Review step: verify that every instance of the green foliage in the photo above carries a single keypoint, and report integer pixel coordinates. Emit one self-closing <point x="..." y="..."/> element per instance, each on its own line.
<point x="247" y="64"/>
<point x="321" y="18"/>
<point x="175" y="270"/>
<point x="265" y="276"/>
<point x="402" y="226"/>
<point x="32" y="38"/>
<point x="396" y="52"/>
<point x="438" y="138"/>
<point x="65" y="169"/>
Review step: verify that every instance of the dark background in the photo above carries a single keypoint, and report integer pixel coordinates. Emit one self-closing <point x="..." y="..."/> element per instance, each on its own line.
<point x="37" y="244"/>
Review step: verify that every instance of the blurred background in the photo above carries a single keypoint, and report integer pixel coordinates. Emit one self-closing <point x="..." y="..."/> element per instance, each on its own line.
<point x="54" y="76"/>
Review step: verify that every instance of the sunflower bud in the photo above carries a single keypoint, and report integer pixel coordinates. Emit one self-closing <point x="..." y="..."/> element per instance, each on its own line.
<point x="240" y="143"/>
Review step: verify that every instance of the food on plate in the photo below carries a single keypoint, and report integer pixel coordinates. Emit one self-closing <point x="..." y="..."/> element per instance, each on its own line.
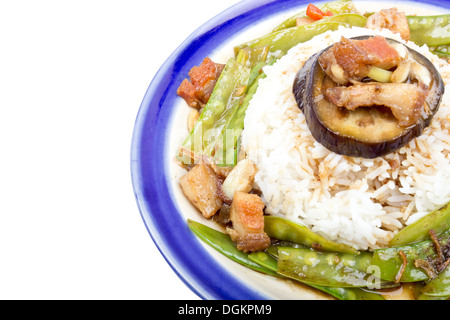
<point x="321" y="152"/>
<point x="353" y="111"/>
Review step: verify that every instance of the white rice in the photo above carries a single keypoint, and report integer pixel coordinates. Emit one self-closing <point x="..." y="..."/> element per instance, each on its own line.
<point x="361" y="202"/>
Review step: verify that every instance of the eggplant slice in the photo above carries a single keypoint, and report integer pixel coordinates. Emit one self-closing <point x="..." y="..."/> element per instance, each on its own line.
<point x="366" y="132"/>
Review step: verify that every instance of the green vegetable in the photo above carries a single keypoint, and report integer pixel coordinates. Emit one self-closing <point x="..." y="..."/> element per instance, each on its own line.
<point x="389" y="260"/>
<point x="442" y="51"/>
<point x="281" y="41"/>
<point x="438" y="220"/>
<point x="430" y="30"/>
<point x="337" y="7"/>
<point x="223" y="244"/>
<point x="220" y="109"/>
<point x="284" y="229"/>
<point x="227" y="147"/>
<point x="270" y="262"/>
<point x="327" y="269"/>
<point x="439" y="286"/>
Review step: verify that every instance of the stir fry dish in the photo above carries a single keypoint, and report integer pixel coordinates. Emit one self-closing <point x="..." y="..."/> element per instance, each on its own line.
<point x="321" y="151"/>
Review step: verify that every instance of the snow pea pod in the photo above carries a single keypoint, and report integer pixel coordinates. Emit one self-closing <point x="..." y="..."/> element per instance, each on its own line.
<point x="222" y="243"/>
<point x="390" y="261"/>
<point x="284" y="229"/>
<point x="327" y="269"/>
<point x="221" y="107"/>
<point x="438" y="220"/>
<point x="227" y="148"/>
<point x="430" y="30"/>
<point x="439" y="286"/>
<point x="281" y="41"/>
<point x="270" y="262"/>
<point x="336" y="7"/>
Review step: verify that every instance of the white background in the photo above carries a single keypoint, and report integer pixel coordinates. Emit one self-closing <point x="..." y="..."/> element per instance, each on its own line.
<point x="72" y="77"/>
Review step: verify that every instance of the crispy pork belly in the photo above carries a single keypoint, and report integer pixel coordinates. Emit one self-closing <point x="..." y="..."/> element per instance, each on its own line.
<point x="201" y="186"/>
<point x="352" y="59"/>
<point x="405" y="100"/>
<point x="246" y="215"/>
<point x="390" y="19"/>
<point x="203" y="78"/>
<point x="240" y="178"/>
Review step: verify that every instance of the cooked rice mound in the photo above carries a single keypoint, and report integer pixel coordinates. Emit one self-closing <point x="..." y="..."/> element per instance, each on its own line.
<point x="361" y="202"/>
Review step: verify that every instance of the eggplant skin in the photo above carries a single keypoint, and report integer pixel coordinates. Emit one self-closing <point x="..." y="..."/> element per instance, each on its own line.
<point x="303" y="89"/>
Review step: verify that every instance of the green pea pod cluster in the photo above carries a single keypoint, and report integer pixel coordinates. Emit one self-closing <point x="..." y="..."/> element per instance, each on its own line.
<point x="267" y="264"/>
<point x="221" y="122"/>
<point x="433" y="31"/>
<point x="336" y="7"/>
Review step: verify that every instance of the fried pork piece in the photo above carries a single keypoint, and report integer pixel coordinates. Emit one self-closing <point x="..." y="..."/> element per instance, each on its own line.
<point x="246" y="215"/>
<point x="201" y="186"/>
<point x="390" y="19"/>
<point x="405" y="100"/>
<point x="203" y="78"/>
<point x="352" y="59"/>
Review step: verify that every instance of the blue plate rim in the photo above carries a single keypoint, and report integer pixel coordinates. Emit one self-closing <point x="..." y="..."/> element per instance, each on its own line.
<point x="181" y="249"/>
◆ ◆ ◆ ◆ ◆
* **Your assignment**: From the first line to the last, copy the records exactly and skip the pictures.

* **Reply**:
Review step: verify that every instance of the green foliage in the photo above carries a single keypoint, and report integer pixel coordinates. Emit one self-closing <point x="..." y="..."/> element per instance, each on its own line.
<point x="247" y="64"/>
<point x="321" y="18"/>
<point x="175" y="270"/>
<point x="265" y="276"/>
<point x="402" y="226"/>
<point x="32" y="38"/>
<point x="396" y="52"/>
<point x="438" y="138"/>
<point x="65" y="169"/>
Review step: verify that every instance of the dark background in the photo above carries a single keypoint, and report integer pixel coordinates. Emit one self-closing <point x="..." y="..."/> element per instance, each on its own line.
<point x="37" y="244"/>
Review step: verify that every instance of the blurred background in the photo above carries a single keypoint, and report integer pixel coordinates. Emit one self-closing <point x="..." y="..."/> element per instance, each on its own line.
<point x="54" y="76"/>
Review step: verify that every instance of the sunflower bud in the photo above carries a single keypoint, and report integer pixel coordinates. Emit one self-closing <point x="..." y="..."/> element per instance, each on its own line.
<point x="240" y="143"/>
Review step: verify that every instance of the food on plate in the photo below carries a single keypoint, and report integer pixel coordinates. Emit one self-closing <point x="..." y="..."/> element per instance, each on its own line.
<point x="321" y="152"/>
<point x="353" y="111"/>
Review step: verify that every instance of the white rice in the photo above carries a single keypoint, and report integer pixel coordinates. Emit one self-closing <point x="..." y="..."/> element per instance, each on its own line.
<point x="361" y="202"/>
Review step: verify that every instance of the eggplant slice in the photo above carries a single keypoint, and report integer pixel coordinates. Emit one self-closing <point x="..." y="..."/> element per instance, each on its own line.
<point x="366" y="132"/>
Review step: verify that every instance of the green vegetable in the photo above carries a single keypoint, and report integer pixel coordinates. Emit one self-closing <point x="..." y="..."/> element per instance, each on its own line.
<point x="389" y="260"/>
<point x="442" y="51"/>
<point x="281" y="41"/>
<point x="438" y="220"/>
<point x="430" y="30"/>
<point x="337" y="7"/>
<point x="223" y="244"/>
<point x="220" y="109"/>
<point x="284" y="229"/>
<point x="227" y="147"/>
<point x="270" y="262"/>
<point x="327" y="269"/>
<point x="439" y="286"/>
Review step: verify that every instance of the stir fry dish in the photo above carries a single keypoint, and report integer pixel coordinates. Emit one self-closing <point x="..." y="..."/> element per instance, each on its own line.
<point x="321" y="151"/>
Review step: verify that every instance of the snow pea pod in the photo above carries a single keypoint, and report integer pixel coordinates. Emit one self-closing <point x="..." y="..."/> element per instance, each on its own line.
<point x="222" y="243"/>
<point x="390" y="261"/>
<point x="284" y="229"/>
<point x="327" y="269"/>
<point x="221" y="107"/>
<point x="438" y="220"/>
<point x="227" y="148"/>
<point x="430" y="30"/>
<point x="439" y="286"/>
<point x="281" y="41"/>
<point x="270" y="262"/>
<point x="336" y="7"/>
Review step: verify that every instance of the white background in the photo above carries a single keypoint, and report integer pixel coordinates. Emit one self-closing <point x="..." y="..."/> element per instance, each on its own line.
<point x="72" y="77"/>
Review step: verify that every instance of the crispy pork belly in the photo above carries a single keypoint, and report integer pixel coordinates. Emit one self-closing <point x="..." y="..."/> element per instance, each on its own line.
<point x="201" y="186"/>
<point x="352" y="59"/>
<point x="405" y="100"/>
<point x="246" y="215"/>
<point x="390" y="19"/>
<point x="203" y="78"/>
<point x="240" y="178"/>
Review step: verify that every instance of the cooked rice mound in the photo above carries a single keypoint, and report integer pixel coordinates. Emit one self-closing <point x="..." y="..."/> element per instance, each on its own line.
<point x="361" y="202"/>
Review step: verify that every instance of the eggplant skin in the photo above carries a single keypoint, and report integer pixel coordinates. Emit one self-closing <point x="..." y="..."/> element per instance, each on its own line.
<point x="303" y="89"/>
Review step: verify that every instance of the green pea pod cluster in the photo above carries a single keypoint, and report integer pixel coordinates. Emit one self-closing <point x="..." y="..."/> element per instance, each on its own line.
<point x="267" y="264"/>
<point x="221" y="122"/>
<point x="433" y="31"/>
<point x="336" y="7"/>
Review step: verify that every instance of the fried pork piece in the photo above carries a single keypoint, and report integer pixel coordinates. Emit one self-closing <point x="..." y="..."/> element per instance, each on its own line.
<point x="246" y="215"/>
<point x="201" y="186"/>
<point x="390" y="19"/>
<point x="405" y="100"/>
<point x="203" y="78"/>
<point x="352" y="59"/>
Review step: verify that every instance of the blue plate rim in the photo above carries a single keypoint, and report integer pixel coordinates. Emit one self-closing <point x="..." y="..."/> element per instance, each on its own line.
<point x="181" y="249"/>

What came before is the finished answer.